WORK TASK 1: From the passage on Culicoides species groups below, copy the text from "In their comprehensive" up to and including "the Grahamii group.".
WORK TASK 2:
Answer these questions using the passage on Culicoides species groups below:
(a) Which species do the authors report as a new record for Vietnam?
(b) Into which group do the authors suggest merging the Actoni and Pusillus groups?
(c) What wing feature do the authors use to define the Boophagus group morphologically?

DOCUMENT SEGMENT:

********************

The monophyly of the Imicola group within subgenus Avaritia was well supported in the present analyses, in agreement with previous reports [22, 35]. The placement of all species into the Imicola group by Meiswinkel [11] and Bellis et al. [30], i.e. C. asiana, C. bolitinos, C. brevitarsis, C. imicola, C. kwagga, C. loxodontis Meiswinkel, C. miombo Meiswinkel, C. nudipalpis Delfinado, C. pseudopallidipennis Clastrier and C. tuttifrutti Meiswinkel, Cornet & Dyce, were supported in the present study. Based on the geographical origin of the specimens studied, we therefore report here C. asiana as a new record for Vietnam and C. imicola as a new record for Taiwan.

In their comprehensive study of the Culicoides from Southeast Asia, Wirth & Hubert [17] mention the morphological similarity between the Actoni group, comprising the Oriental and Australian species C. actoni and C. minimus, and the Pusillus group of Wirth et al. [29]. Their assessment combined with our phylogenetic results suggest merging the Actoni and Pusillus groups into the Grahamii group, this name having precedence as C. grahamii is the oldest described member of the group. The placement of C. minimus, C. pusilloides and C. impusilloides remains untested as these were not included in this study but their previous placement into the Actoni and Pusillus groups based on morphological evidence suggests they are related and so we place them tentatively into the Grahamii group.

Despite somewhat relatively weak support, the Boophagus group of Dyce et al. [17] (= Suzukii group of Meiswinkel et al. [16]) including C. boophagus Macfie, C. suzukii Kitaoka sensu Lien et al. [46] and C. wadai appears to be a valid group. Morphologically, we define this group as having a quadrate dark area at the tip of vein M2 surrounded by a pale area. However, the illustrations of C. suzukii provided by Kitaoka show the dark area covering the vein M2 being continuous to the dark quadrate area on tip of the vein M2 [45, 65, 66] which differs to the specimen illustrated by Lien et al. [46]. The specimen from Taiwan examined by us is morphologically consistent with C. suzukii sensu Lien et al. [46], and until the discrepancies between these interpretations of this species are clarified, the position of “true” C. suzukii sensu Kitaoka [45] within the Boophagus group remains unknown.

********************

SOURCE INFORMATION:
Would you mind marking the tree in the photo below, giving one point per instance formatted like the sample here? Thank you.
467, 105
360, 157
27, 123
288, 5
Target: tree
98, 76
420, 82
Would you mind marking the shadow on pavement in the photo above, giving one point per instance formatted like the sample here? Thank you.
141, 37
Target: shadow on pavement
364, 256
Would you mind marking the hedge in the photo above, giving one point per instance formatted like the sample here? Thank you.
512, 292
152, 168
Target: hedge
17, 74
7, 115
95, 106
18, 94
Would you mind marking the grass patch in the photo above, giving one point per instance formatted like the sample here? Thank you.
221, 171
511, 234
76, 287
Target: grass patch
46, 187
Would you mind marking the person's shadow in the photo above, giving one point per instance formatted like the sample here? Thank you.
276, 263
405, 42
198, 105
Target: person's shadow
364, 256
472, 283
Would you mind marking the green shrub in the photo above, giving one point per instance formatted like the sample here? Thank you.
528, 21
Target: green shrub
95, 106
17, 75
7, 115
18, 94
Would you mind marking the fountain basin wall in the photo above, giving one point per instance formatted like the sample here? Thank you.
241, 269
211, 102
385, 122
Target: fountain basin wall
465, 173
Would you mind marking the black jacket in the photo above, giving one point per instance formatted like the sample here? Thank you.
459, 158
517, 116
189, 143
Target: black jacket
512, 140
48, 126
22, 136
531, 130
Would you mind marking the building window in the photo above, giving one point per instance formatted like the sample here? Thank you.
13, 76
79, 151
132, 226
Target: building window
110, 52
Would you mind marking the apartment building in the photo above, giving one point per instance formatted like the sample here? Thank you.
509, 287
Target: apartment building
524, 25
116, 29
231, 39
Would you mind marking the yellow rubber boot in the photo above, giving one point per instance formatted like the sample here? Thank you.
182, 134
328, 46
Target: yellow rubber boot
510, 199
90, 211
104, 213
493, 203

********************

YOUR SOLUTION 1:
In their comprehensive study of the Culicoides from Southeast Asia, Wirth & Hubert [17] mention the morphological similarity between the Actoni group, comprising the Oriental and Australian species C. actoni and C. minimus, and the Pusillus group of Wirth et al. [29]. Their assessment combined with our phylogenetic results suggest merging the Actoni and Pusillus groups into the Grahamii group, this name having precedence as C. grahamii is the oldest described member of the group. The placement of C. minimus, C. pusilloides and C. impusilloides remains untested as these were not included in this study but their previous placement into the Actoni and Pusillus groups based on morphological evidence suggests they are related and so we place them tentatively into the Grahamii group.

YOUR SOLUTION 2:
(a) C. asiana
(b) The Grahamii group
(c) A quadrate dark area at the tip of vein M2 surrounded by a pale area